Answer these questions about the forum post on CD and vinyl, one per line:
1. Which format does the writer say they have gone very far down so far?
2. On what three things does the writer say the sound is extremely dependent?
3. In the writer's philosophy, what compromises the digital signal?

- **SOURCE EXCERPT**
╔══

Does Anyone Think CD is Better Than Vinyl/Analog?


I am curious to know if anyone thinks the CD format (and I suppose that could include digital altogether) sounds better than vinyl and other analog formats. Who here has gone really far down both paths and can make a valid comparison? So far, I have only gone very far down the CD path and I just keep getting blown away by what the medium is capable of! I haven’t hit a wall yet. It is extremely dependent on proper setup, synergy and source material. Once you start getting those things right, the equipment gets out of the way and it can sound more fantastic than you can imagine! It’s led me to start developing a philosophy that goes something like this: Digital IS “perfect sound forever”; it’s what we do to the signal between the surface of the CD and the speaker cone that compromises it.”

╚══

- **DATA RECORDS**
╔══

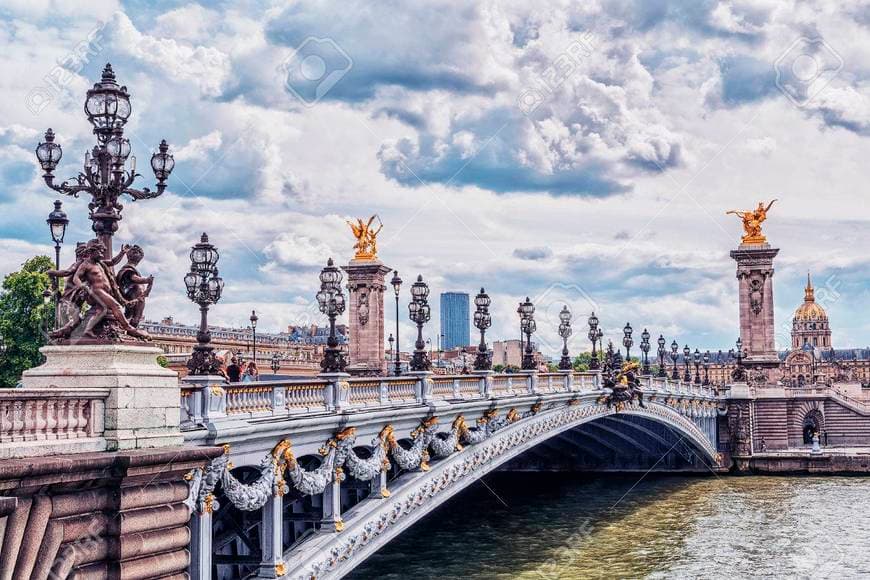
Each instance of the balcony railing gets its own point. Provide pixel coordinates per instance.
(204, 403)
(44, 415)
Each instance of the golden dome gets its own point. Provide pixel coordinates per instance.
(809, 310)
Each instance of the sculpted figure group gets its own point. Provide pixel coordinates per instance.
(115, 302)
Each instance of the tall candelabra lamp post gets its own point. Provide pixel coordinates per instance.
(627, 341)
(419, 312)
(593, 338)
(396, 282)
(105, 176)
(204, 288)
(661, 342)
(330, 300)
(687, 355)
(482, 321)
(644, 347)
(706, 361)
(254, 318)
(528, 325)
(57, 222)
(565, 332)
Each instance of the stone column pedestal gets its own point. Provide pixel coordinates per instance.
(365, 285)
(142, 409)
(755, 279)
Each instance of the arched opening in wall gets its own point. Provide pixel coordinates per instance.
(812, 425)
(236, 549)
(302, 513)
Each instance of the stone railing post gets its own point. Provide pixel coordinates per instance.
(423, 388)
(209, 397)
(531, 381)
(336, 392)
(485, 378)
(567, 380)
(200, 544)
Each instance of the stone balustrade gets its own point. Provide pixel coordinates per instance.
(42, 415)
(205, 402)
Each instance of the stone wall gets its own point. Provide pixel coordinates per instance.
(98, 515)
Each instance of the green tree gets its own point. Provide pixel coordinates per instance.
(24, 318)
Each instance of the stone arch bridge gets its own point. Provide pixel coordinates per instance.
(319, 474)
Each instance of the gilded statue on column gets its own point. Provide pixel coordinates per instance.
(752, 220)
(366, 245)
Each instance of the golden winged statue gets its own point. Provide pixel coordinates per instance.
(752, 220)
(366, 245)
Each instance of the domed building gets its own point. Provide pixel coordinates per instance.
(810, 324)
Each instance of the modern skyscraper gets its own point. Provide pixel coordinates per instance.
(455, 320)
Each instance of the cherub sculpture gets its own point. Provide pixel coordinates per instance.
(134, 288)
(90, 281)
(752, 220)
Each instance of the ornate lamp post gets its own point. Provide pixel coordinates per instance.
(204, 287)
(644, 347)
(661, 352)
(396, 282)
(627, 340)
(687, 353)
(706, 361)
(565, 332)
(482, 321)
(419, 313)
(254, 318)
(528, 325)
(330, 300)
(276, 363)
(593, 337)
(57, 222)
(105, 176)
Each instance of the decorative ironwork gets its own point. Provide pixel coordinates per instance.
(593, 338)
(644, 347)
(482, 321)
(528, 326)
(204, 287)
(565, 332)
(115, 303)
(105, 176)
(419, 313)
(330, 299)
(627, 341)
(662, 373)
(396, 283)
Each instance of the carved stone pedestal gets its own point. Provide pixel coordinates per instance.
(142, 409)
(365, 284)
(757, 329)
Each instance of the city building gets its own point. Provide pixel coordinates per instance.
(299, 350)
(455, 320)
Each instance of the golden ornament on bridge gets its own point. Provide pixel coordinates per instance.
(366, 245)
(752, 223)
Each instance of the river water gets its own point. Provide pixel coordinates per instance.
(572, 527)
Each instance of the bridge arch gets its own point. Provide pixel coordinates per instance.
(370, 525)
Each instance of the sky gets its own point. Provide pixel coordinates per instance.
(579, 153)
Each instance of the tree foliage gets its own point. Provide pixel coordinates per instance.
(25, 318)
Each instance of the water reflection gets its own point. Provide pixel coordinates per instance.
(564, 526)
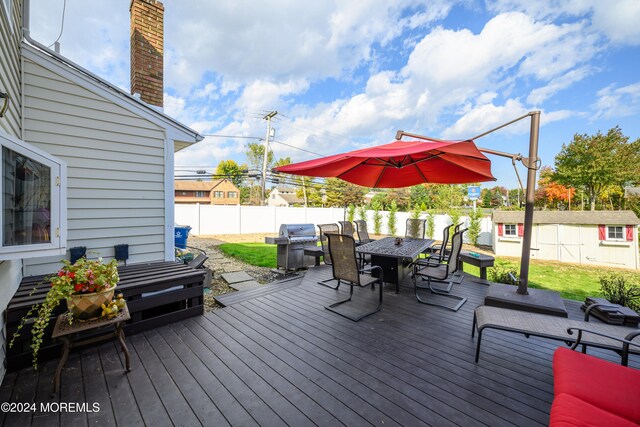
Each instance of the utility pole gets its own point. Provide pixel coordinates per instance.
(268, 118)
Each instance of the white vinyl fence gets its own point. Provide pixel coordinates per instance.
(212, 219)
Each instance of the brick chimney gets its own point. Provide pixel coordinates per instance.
(147, 38)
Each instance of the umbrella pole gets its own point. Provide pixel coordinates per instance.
(528, 210)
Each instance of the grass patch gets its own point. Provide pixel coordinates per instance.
(259, 254)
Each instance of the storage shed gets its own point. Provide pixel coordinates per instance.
(608, 238)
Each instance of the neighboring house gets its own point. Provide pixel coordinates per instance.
(608, 238)
(216, 192)
(84, 163)
(284, 196)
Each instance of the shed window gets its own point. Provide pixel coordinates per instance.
(615, 232)
(510, 230)
(33, 208)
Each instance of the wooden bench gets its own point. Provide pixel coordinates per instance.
(157, 293)
(479, 260)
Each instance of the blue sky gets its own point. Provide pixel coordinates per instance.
(348, 74)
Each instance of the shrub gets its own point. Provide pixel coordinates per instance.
(351, 212)
(455, 215)
(431, 225)
(500, 274)
(377, 218)
(475, 218)
(392, 219)
(621, 289)
(362, 212)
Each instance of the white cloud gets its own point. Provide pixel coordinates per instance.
(616, 19)
(541, 94)
(618, 102)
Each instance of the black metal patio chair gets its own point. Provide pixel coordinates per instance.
(363, 233)
(346, 268)
(424, 269)
(326, 229)
(346, 227)
(415, 228)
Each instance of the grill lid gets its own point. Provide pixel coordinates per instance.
(298, 232)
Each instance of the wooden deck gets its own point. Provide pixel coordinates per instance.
(282, 359)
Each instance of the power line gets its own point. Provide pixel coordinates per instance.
(64, 8)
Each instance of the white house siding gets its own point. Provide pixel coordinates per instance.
(115, 163)
(10, 70)
(10, 271)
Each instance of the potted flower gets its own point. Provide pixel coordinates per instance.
(84, 285)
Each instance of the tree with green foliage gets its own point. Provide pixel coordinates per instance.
(351, 212)
(594, 162)
(380, 199)
(475, 224)
(392, 219)
(431, 225)
(232, 171)
(377, 218)
(341, 193)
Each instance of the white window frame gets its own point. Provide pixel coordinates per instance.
(509, 235)
(58, 180)
(622, 237)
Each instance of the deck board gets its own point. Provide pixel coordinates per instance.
(279, 358)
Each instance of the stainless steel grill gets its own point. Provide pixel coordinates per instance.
(292, 241)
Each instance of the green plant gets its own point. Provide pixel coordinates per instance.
(351, 212)
(475, 219)
(431, 225)
(377, 218)
(83, 277)
(392, 218)
(455, 215)
(362, 212)
(502, 274)
(415, 212)
(621, 289)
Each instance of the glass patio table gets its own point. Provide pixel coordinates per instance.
(395, 259)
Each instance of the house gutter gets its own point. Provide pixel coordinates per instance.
(26, 33)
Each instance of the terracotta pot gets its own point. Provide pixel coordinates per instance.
(89, 306)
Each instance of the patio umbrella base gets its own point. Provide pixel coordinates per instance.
(538, 300)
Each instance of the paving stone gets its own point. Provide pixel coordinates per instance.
(243, 286)
(235, 277)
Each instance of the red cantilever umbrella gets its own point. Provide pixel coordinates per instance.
(401, 164)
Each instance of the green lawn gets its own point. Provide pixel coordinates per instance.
(572, 281)
(259, 254)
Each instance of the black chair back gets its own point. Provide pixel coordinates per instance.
(343, 258)
(415, 228)
(324, 230)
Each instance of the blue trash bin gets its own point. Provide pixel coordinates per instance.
(181, 234)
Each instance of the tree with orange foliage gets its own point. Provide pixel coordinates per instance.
(550, 193)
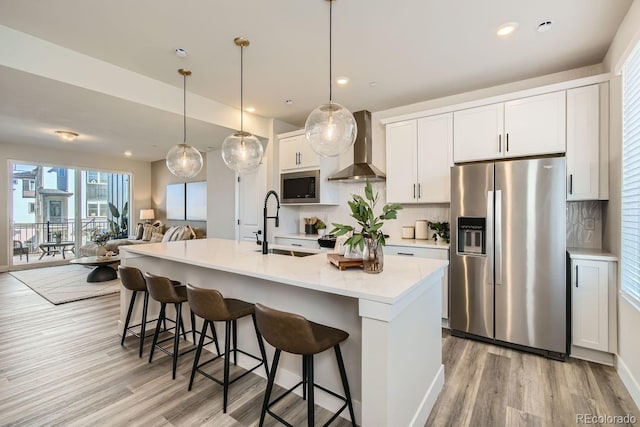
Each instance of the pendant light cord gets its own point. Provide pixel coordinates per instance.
(241, 89)
(184, 106)
(330, 53)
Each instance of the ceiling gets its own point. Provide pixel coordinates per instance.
(394, 53)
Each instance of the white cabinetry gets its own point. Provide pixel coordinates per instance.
(593, 307)
(587, 154)
(419, 158)
(296, 154)
(422, 252)
(523, 127)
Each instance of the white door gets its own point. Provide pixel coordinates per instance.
(435, 158)
(583, 143)
(402, 164)
(535, 125)
(590, 309)
(251, 191)
(477, 133)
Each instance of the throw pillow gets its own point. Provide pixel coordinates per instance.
(156, 237)
(148, 231)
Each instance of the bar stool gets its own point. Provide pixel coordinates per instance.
(167, 291)
(213, 307)
(133, 280)
(294, 334)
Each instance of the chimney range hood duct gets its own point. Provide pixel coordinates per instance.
(361, 169)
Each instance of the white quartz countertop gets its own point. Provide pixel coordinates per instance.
(400, 276)
(591, 254)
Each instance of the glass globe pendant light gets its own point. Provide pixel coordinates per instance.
(183, 160)
(242, 151)
(330, 129)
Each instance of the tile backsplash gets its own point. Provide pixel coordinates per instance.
(584, 224)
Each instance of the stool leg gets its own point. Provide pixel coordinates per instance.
(267, 393)
(227, 345)
(234, 323)
(126, 322)
(157, 332)
(260, 344)
(193, 325)
(176, 341)
(345, 383)
(310, 392)
(143, 326)
(198, 351)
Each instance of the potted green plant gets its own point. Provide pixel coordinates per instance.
(441, 231)
(370, 239)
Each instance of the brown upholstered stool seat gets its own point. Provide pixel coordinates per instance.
(295, 334)
(210, 305)
(167, 291)
(133, 280)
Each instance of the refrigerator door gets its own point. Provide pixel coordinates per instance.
(471, 293)
(530, 233)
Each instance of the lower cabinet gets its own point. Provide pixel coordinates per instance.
(422, 252)
(593, 305)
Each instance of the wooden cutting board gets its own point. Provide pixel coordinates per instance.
(343, 263)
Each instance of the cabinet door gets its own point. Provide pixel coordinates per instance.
(289, 152)
(590, 315)
(583, 143)
(477, 133)
(307, 158)
(401, 162)
(435, 158)
(535, 125)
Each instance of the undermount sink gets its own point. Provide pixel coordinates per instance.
(288, 252)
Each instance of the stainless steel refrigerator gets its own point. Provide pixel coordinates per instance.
(508, 254)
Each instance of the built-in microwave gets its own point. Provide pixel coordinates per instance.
(300, 187)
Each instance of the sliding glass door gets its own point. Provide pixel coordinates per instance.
(57, 210)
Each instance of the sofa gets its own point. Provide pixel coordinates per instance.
(144, 233)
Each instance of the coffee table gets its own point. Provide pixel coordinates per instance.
(103, 271)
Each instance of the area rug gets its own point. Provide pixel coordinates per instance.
(65, 283)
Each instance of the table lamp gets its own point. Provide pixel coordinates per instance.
(147, 215)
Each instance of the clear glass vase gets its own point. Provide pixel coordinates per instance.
(373, 256)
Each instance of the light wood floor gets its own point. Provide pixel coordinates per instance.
(63, 365)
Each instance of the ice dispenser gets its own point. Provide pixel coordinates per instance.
(471, 236)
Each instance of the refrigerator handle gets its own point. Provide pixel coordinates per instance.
(497, 243)
(489, 236)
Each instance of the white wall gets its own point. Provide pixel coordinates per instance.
(140, 171)
(628, 314)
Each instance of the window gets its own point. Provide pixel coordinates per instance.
(97, 209)
(630, 203)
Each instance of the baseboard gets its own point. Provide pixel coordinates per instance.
(590, 355)
(429, 399)
(628, 380)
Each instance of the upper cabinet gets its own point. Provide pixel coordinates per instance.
(419, 158)
(587, 141)
(523, 127)
(296, 154)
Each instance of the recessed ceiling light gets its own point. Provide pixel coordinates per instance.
(545, 26)
(506, 29)
(66, 135)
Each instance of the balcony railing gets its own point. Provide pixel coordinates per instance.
(33, 234)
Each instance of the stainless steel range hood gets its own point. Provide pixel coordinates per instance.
(362, 167)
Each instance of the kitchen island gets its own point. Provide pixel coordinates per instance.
(393, 355)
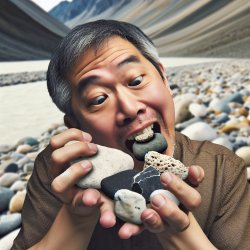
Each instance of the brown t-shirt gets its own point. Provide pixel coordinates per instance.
(224, 214)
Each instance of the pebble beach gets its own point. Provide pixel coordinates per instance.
(212, 102)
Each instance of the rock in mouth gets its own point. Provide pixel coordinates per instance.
(147, 140)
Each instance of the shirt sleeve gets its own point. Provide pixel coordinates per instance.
(40, 206)
(231, 226)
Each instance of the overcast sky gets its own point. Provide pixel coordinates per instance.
(47, 4)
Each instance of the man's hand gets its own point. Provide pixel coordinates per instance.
(165, 215)
(89, 203)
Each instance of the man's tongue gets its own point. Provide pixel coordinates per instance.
(146, 141)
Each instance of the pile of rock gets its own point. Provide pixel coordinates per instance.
(16, 165)
(212, 103)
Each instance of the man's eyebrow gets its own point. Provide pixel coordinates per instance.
(83, 83)
(130, 59)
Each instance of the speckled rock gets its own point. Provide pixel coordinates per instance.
(146, 182)
(165, 193)
(165, 163)
(9, 222)
(121, 180)
(158, 143)
(200, 131)
(129, 206)
(106, 162)
(16, 202)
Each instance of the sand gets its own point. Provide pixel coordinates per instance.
(27, 110)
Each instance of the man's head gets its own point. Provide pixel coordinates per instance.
(107, 78)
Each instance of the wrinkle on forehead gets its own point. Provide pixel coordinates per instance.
(109, 51)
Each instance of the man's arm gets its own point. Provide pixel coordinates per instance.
(68, 231)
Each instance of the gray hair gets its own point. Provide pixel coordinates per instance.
(83, 37)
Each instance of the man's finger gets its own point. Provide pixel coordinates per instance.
(70, 176)
(170, 213)
(187, 195)
(72, 134)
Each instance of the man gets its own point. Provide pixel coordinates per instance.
(107, 78)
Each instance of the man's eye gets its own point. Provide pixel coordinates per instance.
(98, 100)
(136, 81)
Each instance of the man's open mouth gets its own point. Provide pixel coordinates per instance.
(143, 136)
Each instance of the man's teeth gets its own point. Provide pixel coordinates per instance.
(145, 134)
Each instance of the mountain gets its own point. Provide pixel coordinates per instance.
(177, 27)
(27, 32)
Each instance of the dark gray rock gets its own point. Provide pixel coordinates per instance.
(122, 180)
(9, 222)
(158, 144)
(11, 168)
(5, 197)
(146, 182)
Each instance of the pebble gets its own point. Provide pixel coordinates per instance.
(7, 179)
(9, 222)
(129, 206)
(158, 143)
(244, 153)
(224, 141)
(19, 185)
(146, 182)
(5, 197)
(23, 149)
(16, 202)
(198, 110)
(200, 131)
(164, 163)
(167, 194)
(7, 241)
(182, 103)
(28, 140)
(121, 180)
(106, 162)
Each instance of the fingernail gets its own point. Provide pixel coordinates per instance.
(151, 219)
(166, 178)
(92, 147)
(158, 201)
(86, 165)
(86, 136)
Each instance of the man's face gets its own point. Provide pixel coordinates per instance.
(117, 92)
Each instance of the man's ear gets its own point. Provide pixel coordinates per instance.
(165, 77)
(70, 121)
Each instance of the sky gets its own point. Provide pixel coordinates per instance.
(47, 4)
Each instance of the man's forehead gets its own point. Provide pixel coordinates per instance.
(114, 50)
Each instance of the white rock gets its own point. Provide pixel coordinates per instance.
(200, 131)
(166, 193)
(244, 153)
(224, 142)
(7, 179)
(129, 205)
(7, 241)
(198, 110)
(107, 162)
(18, 185)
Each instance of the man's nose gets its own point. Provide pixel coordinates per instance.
(129, 107)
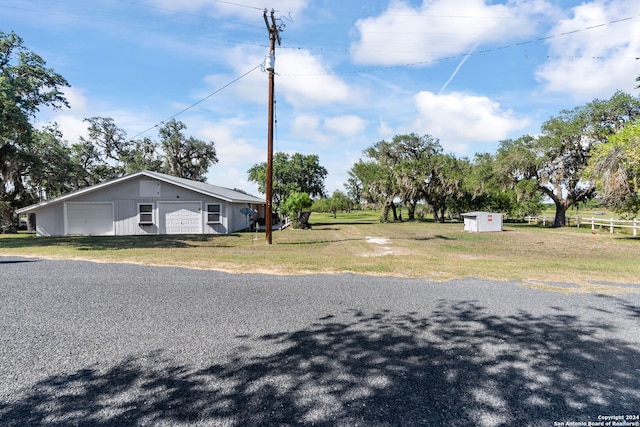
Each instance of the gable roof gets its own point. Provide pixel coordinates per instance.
(222, 193)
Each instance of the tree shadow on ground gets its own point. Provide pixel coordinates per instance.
(457, 367)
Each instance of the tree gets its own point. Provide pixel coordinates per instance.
(557, 159)
(615, 170)
(294, 206)
(185, 157)
(175, 155)
(26, 85)
(296, 173)
(488, 187)
(378, 185)
(337, 202)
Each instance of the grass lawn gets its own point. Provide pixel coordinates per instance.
(358, 243)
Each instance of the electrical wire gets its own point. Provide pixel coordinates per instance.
(482, 52)
(239, 4)
(200, 101)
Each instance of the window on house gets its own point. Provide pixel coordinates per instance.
(145, 213)
(213, 214)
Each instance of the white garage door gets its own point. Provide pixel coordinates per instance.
(180, 218)
(94, 219)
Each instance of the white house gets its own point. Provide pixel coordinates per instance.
(146, 203)
(482, 221)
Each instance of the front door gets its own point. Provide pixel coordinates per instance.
(180, 217)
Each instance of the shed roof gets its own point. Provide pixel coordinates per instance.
(222, 193)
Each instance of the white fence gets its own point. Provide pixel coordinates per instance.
(611, 223)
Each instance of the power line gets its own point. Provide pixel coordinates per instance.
(238, 4)
(200, 101)
(481, 52)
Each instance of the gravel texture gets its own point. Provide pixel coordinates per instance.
(94, 344)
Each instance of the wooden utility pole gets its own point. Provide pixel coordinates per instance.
(274, 35)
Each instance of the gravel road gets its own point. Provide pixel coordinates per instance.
(95, 344)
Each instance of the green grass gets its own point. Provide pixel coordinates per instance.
(414, 249)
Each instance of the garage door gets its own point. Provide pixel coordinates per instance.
(92, 219)
(180, 218)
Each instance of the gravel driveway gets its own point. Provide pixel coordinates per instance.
(114, 344)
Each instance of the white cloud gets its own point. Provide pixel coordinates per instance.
(306, 82)
(594, 62)
(460, 120)
(348, 125)
(440, 28)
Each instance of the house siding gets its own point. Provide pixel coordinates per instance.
(126, 197)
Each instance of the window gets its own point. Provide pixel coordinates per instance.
(145, 213)
(213, 214)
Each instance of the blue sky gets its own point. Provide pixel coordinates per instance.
(349, 73)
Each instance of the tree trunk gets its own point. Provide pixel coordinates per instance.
(411, 211)
(560, 219)
(384, 215)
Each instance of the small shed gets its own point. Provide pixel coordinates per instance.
(478, 222)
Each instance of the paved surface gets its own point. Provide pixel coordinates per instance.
(111, 344)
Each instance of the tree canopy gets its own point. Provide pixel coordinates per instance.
(26, 85)
(297, 173)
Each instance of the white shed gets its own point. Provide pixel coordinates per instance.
(477, 222)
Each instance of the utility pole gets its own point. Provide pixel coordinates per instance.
(274, 35)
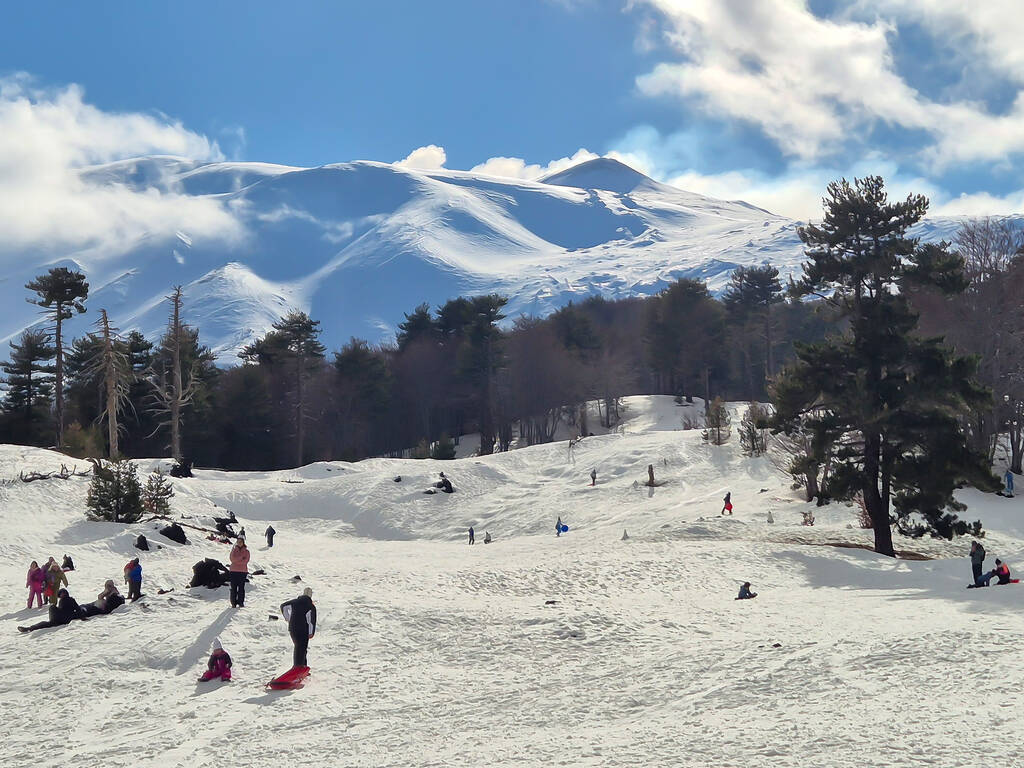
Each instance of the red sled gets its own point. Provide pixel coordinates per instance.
(294, 678)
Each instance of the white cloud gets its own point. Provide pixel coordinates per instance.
(47, 136)
(429, 158)
(519, 168)
(816, 86)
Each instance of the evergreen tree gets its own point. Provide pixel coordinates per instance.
(886, 399)
(30, 387)
(752, 435)
(718, 424)
(158, 494)
(115, 494)
(61, 292)
(292, 345)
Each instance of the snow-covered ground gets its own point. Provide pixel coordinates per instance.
(431, 652)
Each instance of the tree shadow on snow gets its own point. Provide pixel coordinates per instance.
(201, 648)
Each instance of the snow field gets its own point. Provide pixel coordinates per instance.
(430, 652)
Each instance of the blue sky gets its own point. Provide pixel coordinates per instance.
(760, 99)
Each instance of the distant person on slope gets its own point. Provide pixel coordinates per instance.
(133, 578)
(977, 558)
(54, 578)
(219, 664)
(66, 611)
(301, 616)
(238, 572)
(36, 582)
(1000, 572)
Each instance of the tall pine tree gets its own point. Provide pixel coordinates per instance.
(60, 292)
(887, 399)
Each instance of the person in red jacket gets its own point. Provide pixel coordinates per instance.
(238, 572)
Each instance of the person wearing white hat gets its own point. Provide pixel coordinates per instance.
(301, 616)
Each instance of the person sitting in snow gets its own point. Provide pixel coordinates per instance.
(1001, 573)
(66, 611)
(105, 601)
(219, 664)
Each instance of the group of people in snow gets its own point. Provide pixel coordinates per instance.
(981, 578)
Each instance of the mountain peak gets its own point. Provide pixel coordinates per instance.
(602, 173)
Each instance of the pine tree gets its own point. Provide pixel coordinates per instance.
(886, 399)
(61, 292)
(292, 345)
(718, 424)
(115, 494)
(158, 494)
(752, 434)
(30, 386)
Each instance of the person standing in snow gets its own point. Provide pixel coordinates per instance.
(301, 616)
(219, 664)
(36, 582)
(133, 578)
(54, 578)
(977, 558)
(238, 572)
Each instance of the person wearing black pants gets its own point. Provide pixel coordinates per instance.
(301, 616)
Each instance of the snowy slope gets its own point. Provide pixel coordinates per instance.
(358, 244)
(431, 652)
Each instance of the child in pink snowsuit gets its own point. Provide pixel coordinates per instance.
(219, 664)
(36, 582)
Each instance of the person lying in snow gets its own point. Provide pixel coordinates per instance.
(105, 601)
(66, 611)
(219, 664)
(744, 592)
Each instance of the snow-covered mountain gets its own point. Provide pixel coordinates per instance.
(358, 244)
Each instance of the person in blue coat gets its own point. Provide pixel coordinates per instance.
(133, 578)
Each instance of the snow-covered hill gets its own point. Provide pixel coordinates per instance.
(358, 244)
(583, 650)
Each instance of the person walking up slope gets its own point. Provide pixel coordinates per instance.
(219, 664)
(36, 582)
(238, 572)
(301, 616)
(133, 578)
(977, 558)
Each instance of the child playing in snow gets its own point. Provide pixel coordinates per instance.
(219, 664)
(36, 582)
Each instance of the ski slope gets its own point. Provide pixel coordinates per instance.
(431, 652)
(356, 245)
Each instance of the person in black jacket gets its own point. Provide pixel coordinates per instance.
(64, 612)
(301, 616)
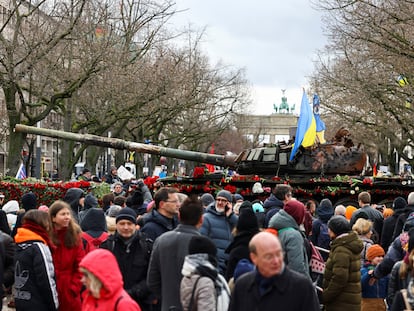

╚══

- **WORKED ANSWER**
1. The CD format.
2. Proper setup, synergy and source material.
3. What is done to the signal between the surface of the CD and the speaker cone.